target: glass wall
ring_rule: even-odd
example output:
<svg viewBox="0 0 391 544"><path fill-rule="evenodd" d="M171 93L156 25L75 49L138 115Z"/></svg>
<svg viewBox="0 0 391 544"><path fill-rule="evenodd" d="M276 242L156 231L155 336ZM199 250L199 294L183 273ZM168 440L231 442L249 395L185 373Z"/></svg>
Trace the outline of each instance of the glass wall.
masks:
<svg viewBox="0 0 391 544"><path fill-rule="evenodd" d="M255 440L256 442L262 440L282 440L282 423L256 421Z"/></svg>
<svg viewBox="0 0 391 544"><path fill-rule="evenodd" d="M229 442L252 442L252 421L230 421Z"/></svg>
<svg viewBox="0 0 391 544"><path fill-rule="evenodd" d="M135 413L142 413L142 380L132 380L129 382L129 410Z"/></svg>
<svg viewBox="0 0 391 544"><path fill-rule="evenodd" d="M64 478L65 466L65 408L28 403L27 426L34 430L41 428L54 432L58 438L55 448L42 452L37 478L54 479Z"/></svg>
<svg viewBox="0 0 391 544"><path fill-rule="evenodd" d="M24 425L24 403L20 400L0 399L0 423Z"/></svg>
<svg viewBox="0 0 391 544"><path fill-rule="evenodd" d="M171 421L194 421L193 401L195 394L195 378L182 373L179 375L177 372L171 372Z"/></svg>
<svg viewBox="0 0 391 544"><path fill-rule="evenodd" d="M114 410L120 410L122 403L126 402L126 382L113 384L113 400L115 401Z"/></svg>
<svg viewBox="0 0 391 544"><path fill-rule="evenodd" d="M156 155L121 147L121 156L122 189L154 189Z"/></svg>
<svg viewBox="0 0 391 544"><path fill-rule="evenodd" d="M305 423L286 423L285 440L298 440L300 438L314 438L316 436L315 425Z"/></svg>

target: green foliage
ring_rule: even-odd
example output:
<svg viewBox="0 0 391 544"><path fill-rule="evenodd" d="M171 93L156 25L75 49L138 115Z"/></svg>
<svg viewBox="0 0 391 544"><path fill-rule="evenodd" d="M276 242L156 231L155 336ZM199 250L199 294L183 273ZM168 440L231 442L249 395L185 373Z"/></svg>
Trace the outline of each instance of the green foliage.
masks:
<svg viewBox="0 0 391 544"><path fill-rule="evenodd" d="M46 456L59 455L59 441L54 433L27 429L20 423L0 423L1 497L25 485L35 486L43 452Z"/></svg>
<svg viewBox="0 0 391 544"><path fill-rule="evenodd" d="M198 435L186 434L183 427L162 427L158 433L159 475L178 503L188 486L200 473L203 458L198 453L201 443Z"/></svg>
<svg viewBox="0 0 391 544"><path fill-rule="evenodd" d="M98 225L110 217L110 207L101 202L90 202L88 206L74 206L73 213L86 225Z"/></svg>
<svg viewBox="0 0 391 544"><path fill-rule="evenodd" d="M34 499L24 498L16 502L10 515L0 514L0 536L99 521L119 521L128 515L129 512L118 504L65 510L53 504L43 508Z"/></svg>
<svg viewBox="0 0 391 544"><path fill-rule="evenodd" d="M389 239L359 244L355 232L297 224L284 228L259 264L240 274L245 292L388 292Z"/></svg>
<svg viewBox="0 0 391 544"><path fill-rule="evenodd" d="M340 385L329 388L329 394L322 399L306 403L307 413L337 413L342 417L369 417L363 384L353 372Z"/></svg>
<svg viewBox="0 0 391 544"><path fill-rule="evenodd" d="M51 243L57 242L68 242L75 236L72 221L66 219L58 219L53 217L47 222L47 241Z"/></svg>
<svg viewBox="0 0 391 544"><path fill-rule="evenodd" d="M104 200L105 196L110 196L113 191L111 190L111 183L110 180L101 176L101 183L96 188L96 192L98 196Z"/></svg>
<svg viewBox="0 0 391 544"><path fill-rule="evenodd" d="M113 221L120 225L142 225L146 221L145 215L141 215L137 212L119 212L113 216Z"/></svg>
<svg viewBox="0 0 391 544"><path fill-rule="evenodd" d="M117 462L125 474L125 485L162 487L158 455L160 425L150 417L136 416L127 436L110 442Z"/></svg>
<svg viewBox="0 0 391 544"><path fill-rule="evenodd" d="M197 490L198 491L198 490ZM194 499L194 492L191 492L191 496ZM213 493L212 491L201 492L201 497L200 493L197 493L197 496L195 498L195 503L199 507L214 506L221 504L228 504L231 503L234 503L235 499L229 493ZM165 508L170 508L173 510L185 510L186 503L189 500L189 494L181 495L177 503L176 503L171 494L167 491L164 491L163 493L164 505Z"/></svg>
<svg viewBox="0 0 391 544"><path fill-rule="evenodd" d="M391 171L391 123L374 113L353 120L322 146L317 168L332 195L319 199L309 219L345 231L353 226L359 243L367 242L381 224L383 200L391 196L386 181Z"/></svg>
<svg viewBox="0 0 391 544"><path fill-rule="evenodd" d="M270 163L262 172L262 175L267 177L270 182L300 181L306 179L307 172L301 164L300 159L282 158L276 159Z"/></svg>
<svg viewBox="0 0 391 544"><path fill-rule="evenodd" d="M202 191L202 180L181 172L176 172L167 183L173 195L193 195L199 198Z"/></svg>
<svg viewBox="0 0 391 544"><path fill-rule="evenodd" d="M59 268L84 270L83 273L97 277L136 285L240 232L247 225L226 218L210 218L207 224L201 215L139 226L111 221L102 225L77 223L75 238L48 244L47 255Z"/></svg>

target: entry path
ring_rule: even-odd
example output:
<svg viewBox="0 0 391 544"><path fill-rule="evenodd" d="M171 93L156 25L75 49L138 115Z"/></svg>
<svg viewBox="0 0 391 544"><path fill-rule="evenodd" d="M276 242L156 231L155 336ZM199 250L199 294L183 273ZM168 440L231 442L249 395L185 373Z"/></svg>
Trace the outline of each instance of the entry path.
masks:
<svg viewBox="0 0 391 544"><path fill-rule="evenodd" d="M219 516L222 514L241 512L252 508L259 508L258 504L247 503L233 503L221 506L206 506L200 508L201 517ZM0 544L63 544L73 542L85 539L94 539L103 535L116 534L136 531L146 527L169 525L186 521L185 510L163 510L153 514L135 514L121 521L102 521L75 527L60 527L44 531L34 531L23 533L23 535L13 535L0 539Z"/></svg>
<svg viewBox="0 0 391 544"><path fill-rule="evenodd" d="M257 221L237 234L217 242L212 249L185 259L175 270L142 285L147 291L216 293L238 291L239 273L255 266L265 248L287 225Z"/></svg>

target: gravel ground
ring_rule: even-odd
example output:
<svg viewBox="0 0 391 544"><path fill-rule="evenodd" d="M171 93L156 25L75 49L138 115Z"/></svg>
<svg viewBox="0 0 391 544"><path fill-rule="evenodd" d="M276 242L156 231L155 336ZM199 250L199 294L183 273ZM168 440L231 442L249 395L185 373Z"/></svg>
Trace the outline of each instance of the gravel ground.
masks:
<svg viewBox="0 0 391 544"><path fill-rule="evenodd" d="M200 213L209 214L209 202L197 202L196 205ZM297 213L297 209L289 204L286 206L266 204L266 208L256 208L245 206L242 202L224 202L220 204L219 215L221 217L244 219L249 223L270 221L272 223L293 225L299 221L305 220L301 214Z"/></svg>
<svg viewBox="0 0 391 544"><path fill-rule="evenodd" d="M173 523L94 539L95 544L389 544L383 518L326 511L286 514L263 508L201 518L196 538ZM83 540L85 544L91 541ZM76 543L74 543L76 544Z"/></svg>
* * *
Copy the lines verbatim, starting at the first line and ending at the line that contains "423L286 423L285 440L298", with both of those lines included.

target: glass wall
ring_rule: even-odd
example output:
<svg viewBox="0 0 391 544"><path fill-rule="evenodd" d="M171 93L156 25L75 49L138 115Z"/></svg>
<svg viewBox="0 0 391 544"><path fill-rule="evenodd" d="M276 242L156 231L155 336ZM199 250L199 294L183 273ZM168 440L231 442L249 395L185 373Z"/></svg>
Trace the outline of each instance of the glass wall.
masks:
<svg viewBox="0 0 391 544"><path fill-rule="evenodd" d="M255 440L256 442L262 440L282 440L282 423L256 421Z"/></svg>
<svg viewBox="0 0 391 544"><path fill-rule="evenodd" d="M229 442L252 442L252 421L230 421Z"/></svg>
<svg viewBox="0 0 391 544"><path fill-rule="evenodd" d="M135 413L142 413L142 380L132 380L129 382L129 410Z"/></svg>
<svg viewBox="0 0 391 544"><path fill-rule="evenodd" d="M64 478L65 466L65 408L28 403L27 426L34 430L41 428L54 432L58 438L55 448L42 452L37 478L54 479Z"/></svg>
<svg viewBox="0 0 391 544"><path fill-rule="evenodd" d="M24 425L24 403L20 400L0 399L0 423Z"/></svg>
<svg viewBox="0 0 391 544"><path fill-rule="evenodd" d="M171 421L194 421L193 401L195 394L195 378L182 373L179 375L177 372L171 372Z"/></svg>
<svg viewBox="0 0 391 544"><path fill-rule="evenodd" d="M114 410L120 410L122 403L126 402L126 382L113 384L113 400L115 401Z"/></svg>
<svg viewBox="0 0 391 544"><path fill-rule="evenodd" d="M156 155L121 147L121 156L122 189L154 189Z"/></svg>
<svg viewBox="0 0 391 544"><path fill-rule="evenodd" d="M305 423L286 423L285 440L298 440L300 438L314 438L316 436L315 425Z"/></svg>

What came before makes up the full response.